Exercise description: Copy out word for word the lines of the listing below, from its first line through the line containing "column 171, row 590", inclusive.

Entries supplied:
** begin **

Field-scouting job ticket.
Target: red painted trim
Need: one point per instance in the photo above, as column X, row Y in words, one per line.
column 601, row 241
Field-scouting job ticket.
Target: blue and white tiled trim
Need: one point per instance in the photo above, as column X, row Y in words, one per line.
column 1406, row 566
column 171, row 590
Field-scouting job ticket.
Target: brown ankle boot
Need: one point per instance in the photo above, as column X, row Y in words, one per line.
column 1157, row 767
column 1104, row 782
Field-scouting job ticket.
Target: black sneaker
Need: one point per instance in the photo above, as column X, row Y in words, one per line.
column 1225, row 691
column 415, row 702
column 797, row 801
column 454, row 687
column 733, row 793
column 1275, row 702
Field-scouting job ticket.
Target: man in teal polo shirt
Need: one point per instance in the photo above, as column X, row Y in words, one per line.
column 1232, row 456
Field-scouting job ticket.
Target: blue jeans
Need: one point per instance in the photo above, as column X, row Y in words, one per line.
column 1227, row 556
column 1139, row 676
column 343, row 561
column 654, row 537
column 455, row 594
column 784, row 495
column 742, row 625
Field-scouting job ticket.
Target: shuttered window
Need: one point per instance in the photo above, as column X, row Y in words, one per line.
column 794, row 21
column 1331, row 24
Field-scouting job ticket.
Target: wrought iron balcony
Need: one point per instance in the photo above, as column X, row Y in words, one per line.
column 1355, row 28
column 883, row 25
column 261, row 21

** end **

Answer:
Field-scouting job ticket.
Target: red painted trim
Need: one point per instance in the photo above, as column X, row Y in words, one per line.
column 601, row 241
Field-scouting job ticket.
Target: blue and white tiled trim
Need: one point per instance in the photo above, as column X, row Y in words, one per line.
column 1406, row 566
column 171, row 590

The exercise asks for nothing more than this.